**Source extract:**

◆ ◆ ◆ ◆ ◆ ◆ ◆

Monday, June 23, 2008

Don't silently turn your outer joins into inner joins ...

Surprised by outer joins not returning the expected results? Looks like they behave like an inner join?

You are probably messing with the join and the where clause.

That's also why it's important to use the full join notation for every join instead of the where based one (often used for inner joins) as it allows for a better separation of the join and the where clause.

Remember that the where clause is applied after the join clause, so if you want to restrict results from the table on the "right" of the left outer join but still have the NULLs you'll have to put the restriction in the join condition, putting it in the where clause will turn your outer join into an inner join.

Not convinced? Let's see an example:

I'll query two tables of the Firebird sample database, EMPLOYEE and EMPLOYEE_PROJECT, I'm looking for a list of employees assigned to a specific project and those not assigned (probably I'll pick a few of them and assign those too), let's see the first query

  1. SELECT
  2. e.EMP_NO,
  3. e.FULL_NAME,
  4. ep.PROJ_ID
  5. FROM
  6. EMPLOYEE e LEFT OUTER JOIN EMPLOYEE_PROJECT ep
  7. ON e.EMP_NO = ep.EMP_NO;



and it's output is

2 Nelson, Robert [null]
4 Young, Bruce VBASE
4 Young, Bruce MAPDB
5 Lambert, Kim [null]
8 Johnson, Leslie VBASE
8 Johnson, Leslie GUIDE
8 Johnson, Leslie MKTPR
9 Forest, Phil [null]
11 Weston, K. J. [null]
12 Lee, Terri MKTPR
14 Hall, Stewart MKTPR

So far so good, now I want only those on the VBASE project and the unassigned ones, let's do what instinct suggests, add a where clause, the outer join will take care of the rest (...)

◆ ◆ ◆ ◆ ◆ ◆ ◆

**Provided information:**
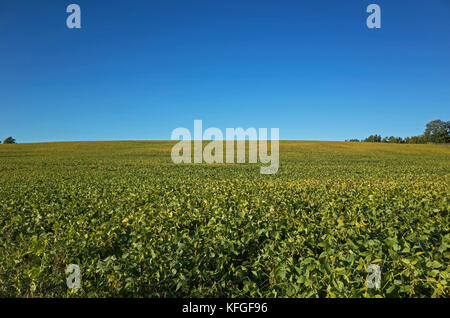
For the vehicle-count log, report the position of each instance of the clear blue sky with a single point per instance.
(139, 69)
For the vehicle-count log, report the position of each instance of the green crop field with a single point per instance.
(140, 226)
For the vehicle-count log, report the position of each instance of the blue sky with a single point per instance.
(136, 70)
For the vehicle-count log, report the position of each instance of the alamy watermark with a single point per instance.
(74, 278)
(213, 152)
(374, 279)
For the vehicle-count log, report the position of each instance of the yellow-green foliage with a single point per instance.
(139, 225)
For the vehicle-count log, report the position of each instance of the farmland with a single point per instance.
(140, 226)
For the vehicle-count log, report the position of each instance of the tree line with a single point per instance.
(436, 131)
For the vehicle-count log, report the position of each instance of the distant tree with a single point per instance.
(373, 138)
(437, 131)
(9, 140)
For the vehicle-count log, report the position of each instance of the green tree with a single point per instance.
(9, 140)
(437, 131)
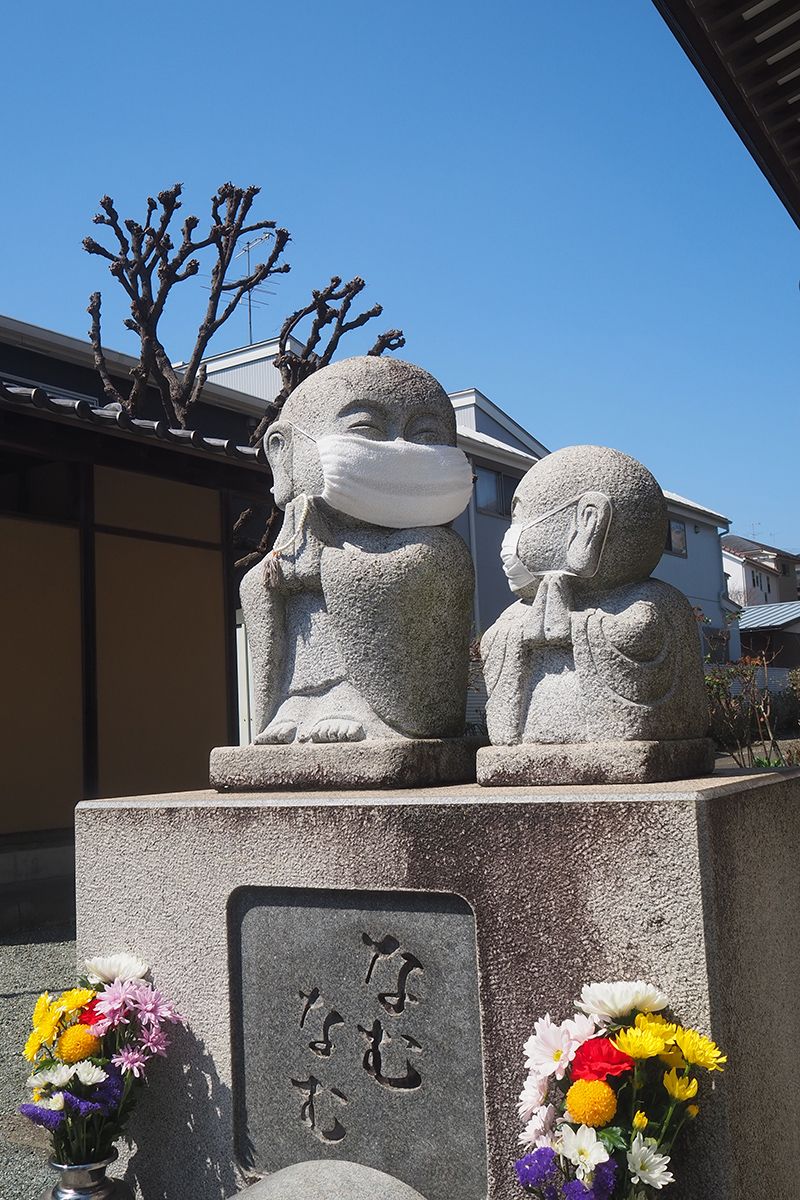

◆ ◆ ◆ ◆ ◆ ◆ ◆

**Complete the following:**
1. Give again the passage from the outer joins post, starting at "Remember that the" and ending at "an inner join.".
2. In the outer joins post's first query output, which employees have [null] as their project?
3. Go on with the post about outer joins turning into inner joins, picking up after its final sentence.

**Task-by-task outputs:**
1.
Remember that the where clause is applied after the join clause, so if you want to restrict results from the table on the "right" of the left outer join but still have the NULLs you'll have to put the restriction in the join condition, putting it in the where clause will turn your outer join into an inner join.

2.
Nelson, Robert
Lambert, Kim
Forest, Phil
Weston, K. J.

3.
  1. SELECT
  2. e.EMP_NO,
  3. e.FULL_NAME,
  4. ep.PROJ_ID
  5. FROM EMPLOYEE e LEFT OUTER JOIN EMPLOYEE_PROJECT ep
  6. ON e.EMP_NO = ep.EMP_NO
  7. WHERE
  8. ep.PROJ_ID = 'VBASE'


Result is:

4 Young, Bruce VBASE
8 Johnson, Leslie VBASE
15 Young, Katherine VBASE
44 Phong, Leslie VBASE
45 Ramanathan, Ashok VBASE
71 Burbank, Jennifer M. VBASE
83 Bishop, Dana VBASE
136 Johnson, Scott VBASE
138 Green, T.J. VBASE
145 Guckenheimer, Mark VBASE

Eeek, where are all the unassigned gone???
That's because the WHERE is applied after the JOIN and so it throws away all those NULLs, infact it's bound to pick only PROJ_ID = 'VBASE'
Now the right one, we want it executed in the join

  1. SELECT
  2. e.EMP_NO,
  3. e.FULL_NAME,
  4. ep.PROJ_ID
  5. FROM EMPLOYEE e LEFT OUTER JOIN EMPLOYEE_PROJECT ep
  6. ON e.EMP_NO = ep.EMP_NO
  7. AND
  8. ep.PROJ_ID = 'VBASE'



And the result is just what we are looking for:

2 Nelson, Robert [null]
4 Young, Bruce VBASE
5 Lambert, Kim [null]
8 Johnson, Leslie VBASE
9 Forest, Phil [null]
11 Weston, K. J. [null]
12 Lee, Terri [null]
14 Hall, Stewart [null]
15 Young, Katherine VBASE
20 Papadopoulos, Chris [null]
24 Fisher, Pete [null]
28 Bennet, Ann [null]
29 De Souza, Roger [null]

2 comments:

Unknown said...

"So far so good, now I want only those on the VBASE project and the unassigned ones".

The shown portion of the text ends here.